— Start SELECTED EXTRACT —
Wednesday, 15 November 2023

Story 279: Rosa


In which the TARDIS is drawn off course to materialise in the town of Montgomery, Alabama...
The year is 1955, and the Doctor and her companions experience first-hand the racial prejudices of the country when Ryan innocently picks up a dropped item to return to its white owner. As her husband threatens Ryan, the situation is eased by the intervention of a woman whom they discover to be Rosa Parks.
The exact date is 30th November - the eve of Rosa's public defiance of the segregation laws relating to public transport, where "Coloureds" have to sit at the rear of buses and are denied use of the "Whites Only" seats, even if empty.
The Doctor had discovered that it was Artron energy which had pulled the TARDIS off course - indicating advanced temporal technology is present. She can only assume that this is no coincidence.


They investigate and discover that a young man named Krasko is really a racist ex-convict from the 79th Century. He has a Vortex Manipulator, and has used it to travel to this crucial moment in the history of the civil rights movement to prevent Rosa's act of defiance. He cannot harm her as an anti-violence inhibitor chip was implanted in his brain whilst in prison. 
Instead, he will interfere with the course of events so that Rosa does not take the bus on the evening of 1st December.
The Doctor is able to send Krasko's manipulator into the future along with his other equipment, though he still possesses a weapon which can displace objects in time.
She and her companions must stay in the town to ensure history runs its course. They begin to make friends with Rosa and her circle in order to monitor her safety.
Ryan is invited to her home and is able to meet Martin Luther King and fellow preacher and activist Fred Gray amongst her friends, whilst the Doctor and Yaz give her some seamstress work to do in order to make her acquaintance.
— End SELECTED EXTRACT —
■ TASKS TO COMPLETE:
A. In the episode summary, which century is Krasko from?
B. Repeat the episode summary word for word between "The year is" and "even if empty.", inclusive.
— Start ENTRIES PROVIDED —
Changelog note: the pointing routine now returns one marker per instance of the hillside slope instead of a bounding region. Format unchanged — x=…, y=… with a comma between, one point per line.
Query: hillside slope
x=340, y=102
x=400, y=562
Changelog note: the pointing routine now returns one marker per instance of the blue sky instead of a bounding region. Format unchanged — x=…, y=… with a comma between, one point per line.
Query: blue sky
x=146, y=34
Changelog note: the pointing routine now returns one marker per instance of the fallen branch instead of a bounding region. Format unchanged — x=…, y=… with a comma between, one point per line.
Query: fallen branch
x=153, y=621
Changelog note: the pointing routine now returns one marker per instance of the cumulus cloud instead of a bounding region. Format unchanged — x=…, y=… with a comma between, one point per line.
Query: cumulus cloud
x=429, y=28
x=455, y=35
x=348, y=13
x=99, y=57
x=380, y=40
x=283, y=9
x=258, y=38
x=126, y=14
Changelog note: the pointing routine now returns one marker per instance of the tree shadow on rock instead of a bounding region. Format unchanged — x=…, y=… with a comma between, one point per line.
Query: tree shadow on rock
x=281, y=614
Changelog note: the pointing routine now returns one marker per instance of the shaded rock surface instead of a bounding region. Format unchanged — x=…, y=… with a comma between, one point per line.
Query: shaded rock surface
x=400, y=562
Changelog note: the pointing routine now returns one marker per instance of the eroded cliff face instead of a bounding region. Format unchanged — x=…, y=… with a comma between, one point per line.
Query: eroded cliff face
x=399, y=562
— End ENTRIES PROVIDED —
■ COMPLETE ANSWERS:
A. The 79th Century.

B.
The year is 1955, and the Doctor and her companions experience first-hand the racial prejudices of the country when Ryan innocently picks up a dropped item to return to its white owner. As her husband threatens Ryan, the situation is eased by the intervention of a woman whom they discover to be Rosa Parks.
The exact date is 30th November - the eve of Rosa's public defiance of the segregation laws relating to public transport, where "Coloureds" have to sit at the rear of buses and are denied use of the "Whites Only" seats, even if empty.